====== Record excerpts

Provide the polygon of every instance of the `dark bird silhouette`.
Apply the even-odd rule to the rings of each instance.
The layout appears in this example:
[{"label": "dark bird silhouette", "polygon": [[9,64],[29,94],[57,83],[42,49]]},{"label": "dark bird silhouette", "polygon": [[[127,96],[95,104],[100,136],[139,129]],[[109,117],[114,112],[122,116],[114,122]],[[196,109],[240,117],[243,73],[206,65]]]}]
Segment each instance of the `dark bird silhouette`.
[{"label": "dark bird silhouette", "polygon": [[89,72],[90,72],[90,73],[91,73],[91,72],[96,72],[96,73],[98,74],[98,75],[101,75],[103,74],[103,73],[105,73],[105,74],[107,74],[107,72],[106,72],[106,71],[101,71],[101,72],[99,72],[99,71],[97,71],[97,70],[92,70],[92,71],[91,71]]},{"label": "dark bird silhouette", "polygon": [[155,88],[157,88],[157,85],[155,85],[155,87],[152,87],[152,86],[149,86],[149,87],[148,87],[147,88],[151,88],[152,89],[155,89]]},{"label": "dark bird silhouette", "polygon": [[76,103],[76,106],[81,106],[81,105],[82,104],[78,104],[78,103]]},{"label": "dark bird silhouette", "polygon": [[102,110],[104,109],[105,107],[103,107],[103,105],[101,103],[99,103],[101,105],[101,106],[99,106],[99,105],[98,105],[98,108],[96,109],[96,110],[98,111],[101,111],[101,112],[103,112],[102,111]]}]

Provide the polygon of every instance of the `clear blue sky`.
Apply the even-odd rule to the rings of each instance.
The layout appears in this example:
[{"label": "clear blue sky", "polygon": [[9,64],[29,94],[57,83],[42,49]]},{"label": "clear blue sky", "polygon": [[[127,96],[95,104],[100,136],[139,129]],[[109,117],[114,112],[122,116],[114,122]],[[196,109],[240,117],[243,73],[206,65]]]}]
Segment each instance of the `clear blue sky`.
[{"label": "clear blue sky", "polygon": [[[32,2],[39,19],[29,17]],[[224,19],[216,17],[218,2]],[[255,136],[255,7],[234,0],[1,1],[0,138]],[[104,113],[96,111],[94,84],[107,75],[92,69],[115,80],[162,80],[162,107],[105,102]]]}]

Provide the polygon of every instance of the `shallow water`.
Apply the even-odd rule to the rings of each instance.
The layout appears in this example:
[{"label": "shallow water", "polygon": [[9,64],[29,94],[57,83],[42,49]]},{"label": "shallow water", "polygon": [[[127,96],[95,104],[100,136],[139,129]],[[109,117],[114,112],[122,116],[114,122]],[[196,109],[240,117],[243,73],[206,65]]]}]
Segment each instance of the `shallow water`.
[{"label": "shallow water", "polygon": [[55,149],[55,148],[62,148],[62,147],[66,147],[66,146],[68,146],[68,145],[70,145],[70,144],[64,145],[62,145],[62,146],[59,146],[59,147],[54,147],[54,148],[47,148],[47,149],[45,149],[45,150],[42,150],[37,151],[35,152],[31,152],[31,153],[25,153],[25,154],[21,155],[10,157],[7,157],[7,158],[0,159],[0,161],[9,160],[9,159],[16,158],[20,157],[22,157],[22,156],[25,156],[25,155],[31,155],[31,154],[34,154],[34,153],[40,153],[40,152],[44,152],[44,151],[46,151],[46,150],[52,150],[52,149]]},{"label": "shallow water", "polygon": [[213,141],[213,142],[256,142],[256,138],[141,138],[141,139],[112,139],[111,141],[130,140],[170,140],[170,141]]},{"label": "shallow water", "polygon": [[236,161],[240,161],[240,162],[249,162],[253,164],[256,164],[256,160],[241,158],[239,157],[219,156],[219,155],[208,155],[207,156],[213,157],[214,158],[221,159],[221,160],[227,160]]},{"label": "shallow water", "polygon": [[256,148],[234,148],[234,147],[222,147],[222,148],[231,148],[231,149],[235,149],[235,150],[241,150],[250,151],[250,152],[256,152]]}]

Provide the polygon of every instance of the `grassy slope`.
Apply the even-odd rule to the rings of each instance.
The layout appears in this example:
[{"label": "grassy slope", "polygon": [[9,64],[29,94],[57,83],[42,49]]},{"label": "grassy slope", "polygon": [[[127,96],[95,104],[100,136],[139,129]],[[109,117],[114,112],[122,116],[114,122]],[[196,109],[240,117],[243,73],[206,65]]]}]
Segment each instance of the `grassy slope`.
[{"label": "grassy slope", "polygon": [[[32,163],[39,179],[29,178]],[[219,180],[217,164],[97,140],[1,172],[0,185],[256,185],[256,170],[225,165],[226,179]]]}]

============

▶ _Task description_: Identify each line of the data above that contains the word "shallow" and copy every such line in full.

▶ _Task result_:
Provide the polygon of every instance of the `shallow water`.
[{"label": "shallow water", "polygon": [[9,64],[29,94],[57,83],[42,49]]},{"label": "shallow water", "polygon": [[[127,96],[95,104],[100,136],[139,129]],[[109,117],[114,112],[122,116],[114,122]],[[196,109],[240,117],[243,73],[206,65]]]}]
Segment each instance of the `shallow water`.
[{"label": "shallow water", "polygon": [[55,149],[55,148],[62,148],[62,147],[66,147],[66,146],[68,146],[68,145],[70,145],[70,144],[64,145],[62,145],[62,146],[59,146],[59,147],[54,147],[54,148],[47,148],[47,149],[45,149],[45,150],[42,150],[37,151],[35,152],[31,152],[31,153],[25,153],[25,154],[21,155],[10,157],[7,157],[7,158],[0,159],[0,161],[9,160],[9,159],[16,158],[20,157],[22,157],[22,156],[25,156],[25,155],[31,155],[31,154],[34,154],[34,153],[40,153],[40,152],[44,152],[44,151],[46,151],[46,150],[52,150],[52,149]]},{"label": "shallow water", "polygon": [[213,141],[213,142],[256,142],[256,138],[141,138],[141,139],[112,139],[111,141],[130,140],[170,140],[170,141]]},{"label": "shallow water", "polygon": [[236,161],[240,161],[240,162],[249,162],[253,164],[256,164],[256,160],[241,158],[239,157],[219,156],[219,155],[208,155],[207,156],[213,157],[214,158],[221,159],[221,160],[227,160]]},{"label": "shallow water", "polygon": [[256,148],[234,148],[234,147],[222,147],[222,148],[231,148],[231,149],[235,149],[235,150],[241,150],[250,151],[250,152],[256,152]]}]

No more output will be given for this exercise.